- **Assigned task**
All lines from the one containing "One keypoint belongs to every instance. Tag the shirt" down to the final line of the entries below: return them exactly.

(Dataset entries)
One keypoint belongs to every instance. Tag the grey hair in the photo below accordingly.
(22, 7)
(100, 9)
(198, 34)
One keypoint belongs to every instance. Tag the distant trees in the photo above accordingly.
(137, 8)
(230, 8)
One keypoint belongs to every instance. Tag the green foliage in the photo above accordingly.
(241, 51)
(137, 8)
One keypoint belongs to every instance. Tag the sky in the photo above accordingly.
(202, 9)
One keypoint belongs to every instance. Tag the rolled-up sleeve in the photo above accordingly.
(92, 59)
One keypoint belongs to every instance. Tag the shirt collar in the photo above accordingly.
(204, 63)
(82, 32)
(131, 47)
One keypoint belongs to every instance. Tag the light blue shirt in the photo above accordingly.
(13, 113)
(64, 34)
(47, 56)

- **Your solution**
One keypoint belongs to every instance. Tag the shirt collar in the photo above accordingly.
(204, 63)
(82, 32)
(131, 47)
One keypoint belongs to every instance. Tag the light blue shirt in the photo above accordingly.
(13, 113)
(64, 34)
(47, 56)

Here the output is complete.